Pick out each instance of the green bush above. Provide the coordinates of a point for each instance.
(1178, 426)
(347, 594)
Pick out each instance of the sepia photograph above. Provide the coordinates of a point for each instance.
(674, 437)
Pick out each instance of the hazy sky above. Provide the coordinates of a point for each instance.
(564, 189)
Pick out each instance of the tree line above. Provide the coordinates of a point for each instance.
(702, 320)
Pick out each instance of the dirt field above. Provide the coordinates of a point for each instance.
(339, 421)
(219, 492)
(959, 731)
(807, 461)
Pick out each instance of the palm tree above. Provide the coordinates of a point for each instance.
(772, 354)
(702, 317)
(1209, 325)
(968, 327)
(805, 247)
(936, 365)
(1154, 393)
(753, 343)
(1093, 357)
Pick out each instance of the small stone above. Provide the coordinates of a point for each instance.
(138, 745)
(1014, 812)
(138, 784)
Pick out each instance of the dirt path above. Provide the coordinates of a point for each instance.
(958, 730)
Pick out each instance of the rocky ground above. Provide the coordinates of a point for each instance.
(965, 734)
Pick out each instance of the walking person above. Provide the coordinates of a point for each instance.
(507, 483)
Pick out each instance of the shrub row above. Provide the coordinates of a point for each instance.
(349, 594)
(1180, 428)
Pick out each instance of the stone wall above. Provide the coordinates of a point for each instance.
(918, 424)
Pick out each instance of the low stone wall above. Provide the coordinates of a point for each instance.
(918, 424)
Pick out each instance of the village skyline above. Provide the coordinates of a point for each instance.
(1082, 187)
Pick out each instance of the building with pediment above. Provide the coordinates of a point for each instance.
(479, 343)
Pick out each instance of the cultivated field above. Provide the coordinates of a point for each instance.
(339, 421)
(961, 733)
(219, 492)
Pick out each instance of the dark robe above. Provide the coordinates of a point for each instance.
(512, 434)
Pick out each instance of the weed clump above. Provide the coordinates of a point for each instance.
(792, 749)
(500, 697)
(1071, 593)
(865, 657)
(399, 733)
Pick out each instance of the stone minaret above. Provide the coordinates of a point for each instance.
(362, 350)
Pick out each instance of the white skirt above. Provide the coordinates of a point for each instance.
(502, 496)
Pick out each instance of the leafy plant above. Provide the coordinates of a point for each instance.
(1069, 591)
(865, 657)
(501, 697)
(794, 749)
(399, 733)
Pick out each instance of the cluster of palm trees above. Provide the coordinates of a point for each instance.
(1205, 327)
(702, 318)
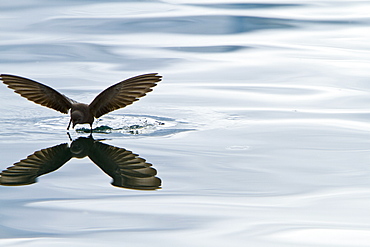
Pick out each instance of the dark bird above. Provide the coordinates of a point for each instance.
(114, 97)
(126, 169)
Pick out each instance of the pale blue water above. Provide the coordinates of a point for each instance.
(259, 130)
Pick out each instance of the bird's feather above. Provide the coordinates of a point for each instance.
(123, 93)
(38, 93)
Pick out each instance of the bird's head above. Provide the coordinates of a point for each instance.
(76, 117)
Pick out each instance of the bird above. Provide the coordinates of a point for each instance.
(114, 97)
(126, 168)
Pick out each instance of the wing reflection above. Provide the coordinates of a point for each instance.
(127, 169)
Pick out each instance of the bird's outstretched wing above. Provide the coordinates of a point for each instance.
(123, 93)
(38, 93)
(41, 162)
(126, 168)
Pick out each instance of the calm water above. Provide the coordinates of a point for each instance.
(259, 132)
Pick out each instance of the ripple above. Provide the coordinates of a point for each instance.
(125, 125)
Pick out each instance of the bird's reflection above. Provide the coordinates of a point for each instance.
(126, 168)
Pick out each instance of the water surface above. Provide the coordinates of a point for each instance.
(259, 131)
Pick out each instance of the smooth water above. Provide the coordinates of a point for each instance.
(259, 131)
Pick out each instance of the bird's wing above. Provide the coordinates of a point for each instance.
(126, 168)
(38, 93)
(40, 162)
(123, 93)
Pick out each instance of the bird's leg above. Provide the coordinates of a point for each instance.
(70, 121)
(69, 136)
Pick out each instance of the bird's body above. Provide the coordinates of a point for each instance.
(114, 97)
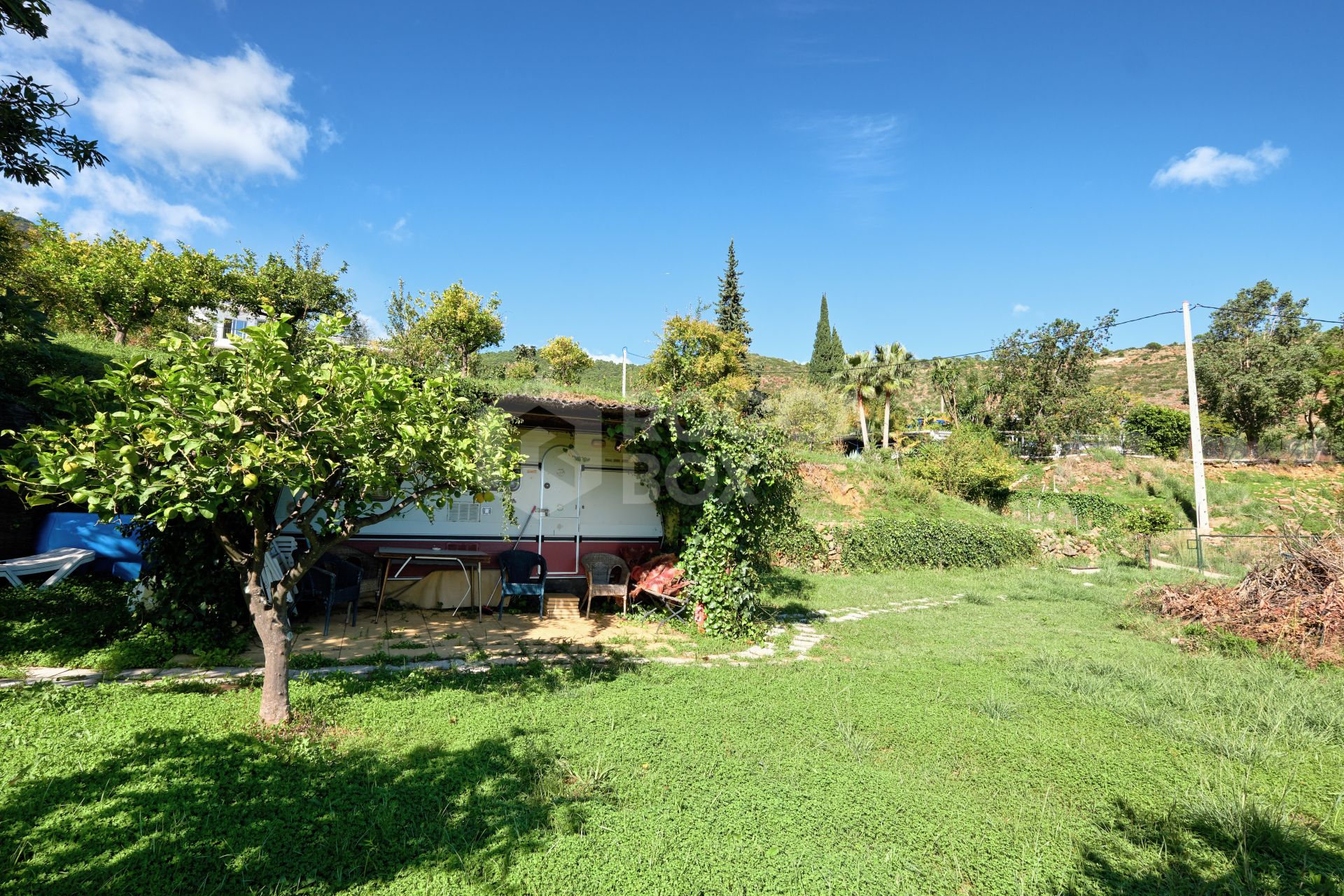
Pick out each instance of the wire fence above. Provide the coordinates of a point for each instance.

• • •

* YOUR OBJECTIVE
Copy each entry exactly as written. Pictures do not belong in the copy.

* ANSWER SECTION
Pick out each instance of the green bush above. Provide the coordinates of a point for each instance.
(1178, 426)
(347, 594)
Pick out each instance of the sepia photograph above. Provide the coordinates of a point for each instance.
(674, 437)
Pick out each instance of the hazy sky above. Provide the coordinates of a point for each instance.
(564, 189)
Pick out each instance of the tree line above. Provide the coordinates of a point for each instance.
(702, 320)
Pick out each instance of the dirt field above. Provide the coordinates of a point for each instance.
(339, 421)
(219, 492)
(959, 731)
(807, 461)
Pick out each instance of the palm tree above. Provide the coordinates of a point for each instance.
(772, 354)
(702, 317)
(1209, 325)
(968, 327)
(805, 247)
(936, 365)
(1154, 393)
(753, 343)
(1093, 357)
Pick out each instance of the small stone above. Provide the coordinates of a point for each instance.
(138, 745)
(1014, 812)
(138, 784)
Pick out each instance of the dirt path above. Provide the coordinates of a point for each instance.
(958, 730)
Pick out each instance of the rocky ground above. Provide the coordinates of a point for each instance.
(965, 734)
Pick out each instance of the walking person above. Provide the coordinates of a point for each instance.
(507, 483)
Pick out each instance of the shrub row above. Provide the coordinates of a point for each instance.
(349, 594)
(1180, 428)
Pick out each instance of the stone wall above. Provide the coordinates of a point for each instance.
(918, 424)
Pick out each instance of the low stone wall above. Provide the coordinates of a point for each instance.
(918, 424)
Pick out each instance of the village skyline above. Provide the coordinates of a point for each instance.
(1082, 187)
Pick out each instance of the building with pediment above. Provide the coordinates of a point for each instance.
(479, 343)
Pick out each instance of the cultivated field above. Provide the coordinates of a point for each instance.
(339, 421)
(961, 733)
(219, 492)
Pick out each instance of the dark robe above. Provide the coordinates of a point for each instance.
(512, 434)
Pick out each instance of the weed clump above. Provide the coordinates of a point for each instance.
(792, 749)
(500, 697)
(1071, 593)
(865, 657)
(399, 733)
Pick out each instance of the stone minaret above. Provide the coordinates of a point for each instance.
(362, 350)
Pick out each instance of the white skirt above. Provide the coordinates of a point for each instance.
(502, 496)
Pick out each instance of the leafy plant above. Provide the coordinates of a point for each instance.
(1069, 591)
(865, 657)
(501, 697)
(794, 749)
(399, 733)
Pick out each instance of the cluster of palm trees above. Provide the coordinates of a point for each instance.
(1205, 327)
(702, 318)
Pick out each instance of the dark bird above. Provide the coordinates of a point for each instance.
(114, 97)
(126, 169)
Pick out each instance of the pale blue water above. Provide the coordinates of a point for each instance.
(259, 130)
Pick out each instance of the bird's feather above. Provide the coordinates of a point for each instance.
(123, 93)
(38, 93)
Pick out each instance of the bird's head above. Provide the coordinates of a point for each instance.
(76, 117)
Pick out each instance of the bird above. Provide the coordinates of a point for each instance.
(114, 97)
(126, 168)
Pick out each instance of the wing reflection above. Provide the coordinates of a point for each instance.
(127, 169)
Pick out each instance of the bird's outstretched wing above. Provide the coordinates of a point for each instance.
(123, 93)
(38, 93)
(41, 162)
(126, 168)
Pick out each instance of the calm water above. Provide the coordinates of a point for each instance.
(259, 132)
Pick out each instance of the ripple above. Provide the coordinates of a point for each instance.
(125, 125)
Pick out each instance of the bird's reflection above. Provide the coordinates of a point for each instance.
(126, 168)
Pick out each instance of the water surface above. Provide the coordinates of a point for each instance.
(259, 131)
Pick out each instance of the smooth water above. Provide the coordinates of a point for each instance.
(259, 131)
Pick out each instance of the bird's wing above. Provide the coordinates of a point for each instance.
(126, 168)
(38, 93)
(40, 162)
(123, 93)
Pick out each instance of the bird's leg above. Provide the coordinates of a point for each instance.
(70, 121)
(69, 136)
Pick out each instance of the bird's body above. Provide the coordinates of a point for each instance.
(114, 97)
Pick out each instance of the wire fence above. Provide the coordinates of a point for each instance.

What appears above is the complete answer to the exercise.